__What you are asked to do__. Locate every line below that contains the word "neck" and copy it.

__Dataset extract__.
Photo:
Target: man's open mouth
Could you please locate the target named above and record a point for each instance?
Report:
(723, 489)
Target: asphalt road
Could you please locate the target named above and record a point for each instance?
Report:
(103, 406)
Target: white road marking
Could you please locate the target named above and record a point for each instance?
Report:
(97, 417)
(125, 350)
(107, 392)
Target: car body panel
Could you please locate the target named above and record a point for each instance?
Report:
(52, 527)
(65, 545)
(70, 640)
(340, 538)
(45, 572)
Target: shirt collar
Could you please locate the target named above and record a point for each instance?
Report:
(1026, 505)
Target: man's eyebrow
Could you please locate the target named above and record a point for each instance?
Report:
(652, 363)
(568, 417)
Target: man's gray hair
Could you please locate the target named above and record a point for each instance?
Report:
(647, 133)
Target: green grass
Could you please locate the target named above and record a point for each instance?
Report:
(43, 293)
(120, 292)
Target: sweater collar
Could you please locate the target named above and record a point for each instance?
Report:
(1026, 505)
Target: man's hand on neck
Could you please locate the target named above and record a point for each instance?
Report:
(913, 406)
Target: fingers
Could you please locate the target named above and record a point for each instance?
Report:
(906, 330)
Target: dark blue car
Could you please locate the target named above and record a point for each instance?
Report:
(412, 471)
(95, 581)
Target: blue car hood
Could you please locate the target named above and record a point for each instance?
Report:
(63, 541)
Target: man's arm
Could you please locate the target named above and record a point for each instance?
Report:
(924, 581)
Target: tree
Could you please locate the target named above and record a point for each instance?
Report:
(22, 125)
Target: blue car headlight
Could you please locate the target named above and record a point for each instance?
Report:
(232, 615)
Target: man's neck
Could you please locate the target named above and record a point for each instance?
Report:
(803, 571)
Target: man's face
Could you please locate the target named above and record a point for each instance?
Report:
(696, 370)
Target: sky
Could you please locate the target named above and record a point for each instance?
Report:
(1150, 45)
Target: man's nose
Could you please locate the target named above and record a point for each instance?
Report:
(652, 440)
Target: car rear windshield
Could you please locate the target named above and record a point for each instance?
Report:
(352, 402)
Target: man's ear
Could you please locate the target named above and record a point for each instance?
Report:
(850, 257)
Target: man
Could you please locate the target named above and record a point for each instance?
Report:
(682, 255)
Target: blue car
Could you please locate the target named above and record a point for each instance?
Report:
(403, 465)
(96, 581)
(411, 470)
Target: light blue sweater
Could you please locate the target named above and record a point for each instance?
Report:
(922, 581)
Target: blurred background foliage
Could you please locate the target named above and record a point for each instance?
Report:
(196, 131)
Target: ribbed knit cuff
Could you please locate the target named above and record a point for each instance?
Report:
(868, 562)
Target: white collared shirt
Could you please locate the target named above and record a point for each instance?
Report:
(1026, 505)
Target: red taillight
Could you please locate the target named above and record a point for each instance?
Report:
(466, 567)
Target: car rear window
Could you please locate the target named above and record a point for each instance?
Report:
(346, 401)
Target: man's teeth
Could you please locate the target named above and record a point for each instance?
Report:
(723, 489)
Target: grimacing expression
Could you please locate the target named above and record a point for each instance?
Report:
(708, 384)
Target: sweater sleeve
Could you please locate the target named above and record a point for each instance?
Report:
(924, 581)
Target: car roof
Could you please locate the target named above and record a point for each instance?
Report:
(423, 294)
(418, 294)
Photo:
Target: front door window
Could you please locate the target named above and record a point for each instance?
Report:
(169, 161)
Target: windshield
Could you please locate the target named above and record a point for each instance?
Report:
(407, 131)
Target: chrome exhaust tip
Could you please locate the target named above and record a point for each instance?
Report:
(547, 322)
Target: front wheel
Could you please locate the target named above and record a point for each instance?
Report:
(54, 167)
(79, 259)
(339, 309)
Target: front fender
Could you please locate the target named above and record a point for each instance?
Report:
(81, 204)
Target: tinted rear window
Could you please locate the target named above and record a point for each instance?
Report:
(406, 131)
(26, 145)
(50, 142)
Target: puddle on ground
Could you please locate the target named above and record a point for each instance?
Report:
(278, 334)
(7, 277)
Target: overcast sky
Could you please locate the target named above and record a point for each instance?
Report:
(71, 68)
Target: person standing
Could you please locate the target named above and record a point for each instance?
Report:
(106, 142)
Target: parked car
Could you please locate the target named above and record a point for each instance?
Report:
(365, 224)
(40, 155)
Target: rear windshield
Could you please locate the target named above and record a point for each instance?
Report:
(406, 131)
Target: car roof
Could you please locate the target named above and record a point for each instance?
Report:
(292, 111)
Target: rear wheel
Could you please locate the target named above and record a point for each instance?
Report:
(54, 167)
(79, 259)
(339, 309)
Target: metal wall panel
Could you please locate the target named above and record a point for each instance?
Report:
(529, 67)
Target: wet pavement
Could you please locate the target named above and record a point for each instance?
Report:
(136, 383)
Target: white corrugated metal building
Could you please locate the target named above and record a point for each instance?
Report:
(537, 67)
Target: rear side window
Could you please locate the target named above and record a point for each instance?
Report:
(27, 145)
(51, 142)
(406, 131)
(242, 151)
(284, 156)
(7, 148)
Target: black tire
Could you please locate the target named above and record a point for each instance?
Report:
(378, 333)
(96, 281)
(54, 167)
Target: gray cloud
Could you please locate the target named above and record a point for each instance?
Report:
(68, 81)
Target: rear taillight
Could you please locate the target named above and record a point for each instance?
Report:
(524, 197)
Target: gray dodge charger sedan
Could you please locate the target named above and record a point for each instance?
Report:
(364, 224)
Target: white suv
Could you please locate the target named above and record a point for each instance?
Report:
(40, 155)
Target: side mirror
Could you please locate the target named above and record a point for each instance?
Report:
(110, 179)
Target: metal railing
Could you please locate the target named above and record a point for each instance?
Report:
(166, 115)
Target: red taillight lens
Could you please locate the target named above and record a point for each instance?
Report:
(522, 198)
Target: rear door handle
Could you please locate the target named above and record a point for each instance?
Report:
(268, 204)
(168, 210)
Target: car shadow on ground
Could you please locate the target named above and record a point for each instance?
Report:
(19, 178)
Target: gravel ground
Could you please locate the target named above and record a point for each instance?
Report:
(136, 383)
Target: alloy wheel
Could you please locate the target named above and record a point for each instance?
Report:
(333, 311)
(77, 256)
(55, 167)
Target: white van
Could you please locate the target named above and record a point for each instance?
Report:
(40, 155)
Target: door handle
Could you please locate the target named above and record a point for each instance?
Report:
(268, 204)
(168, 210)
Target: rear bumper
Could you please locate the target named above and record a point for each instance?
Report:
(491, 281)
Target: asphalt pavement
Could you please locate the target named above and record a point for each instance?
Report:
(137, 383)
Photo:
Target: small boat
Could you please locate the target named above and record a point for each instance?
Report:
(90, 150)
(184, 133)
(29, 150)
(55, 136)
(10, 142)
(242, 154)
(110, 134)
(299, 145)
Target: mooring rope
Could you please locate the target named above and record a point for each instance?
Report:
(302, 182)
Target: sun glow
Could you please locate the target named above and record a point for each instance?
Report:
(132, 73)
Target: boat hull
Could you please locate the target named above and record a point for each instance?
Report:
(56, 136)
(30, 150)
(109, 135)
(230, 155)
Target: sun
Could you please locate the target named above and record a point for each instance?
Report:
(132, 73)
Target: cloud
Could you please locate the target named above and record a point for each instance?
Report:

__Expected answer__.
Target: man's hand on neck
Target: man's neck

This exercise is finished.